SHORT PROBLEM: Begin with the line that contains "driver in the photo above." and transcribe each line after it, up to and including the last line of the listing below.

DATA SHOWN:
- - -

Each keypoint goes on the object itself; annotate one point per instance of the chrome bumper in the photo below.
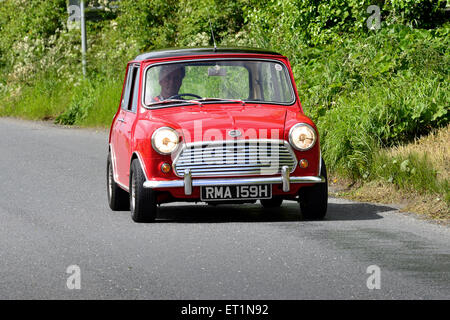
(188, 182)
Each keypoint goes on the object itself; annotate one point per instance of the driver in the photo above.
(170, 79)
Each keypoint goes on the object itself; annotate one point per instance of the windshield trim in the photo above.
(159, 106)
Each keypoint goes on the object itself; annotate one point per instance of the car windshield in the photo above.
(232, 81)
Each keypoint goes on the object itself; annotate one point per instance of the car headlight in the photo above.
(302, 136)
(165, 140)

- - -

SOLUTION FOR THIS EXERCISE:
Each keypoint goes on the object itself; annotate one point per instance of the driver in the photo above.
(170, 79)
Each keypoint goes on the object itself; annotate one point per instance of the windshield trim in the photo above.
(159, 106)
Each keypoint goes on the object itself; annotate one point per instance of the car windshield in the photo above.
(232, 81)
Each keypoint goes on the object itself; annotate one point per instance of the car headlight in the photo above.
(302, 136)
(165, 140)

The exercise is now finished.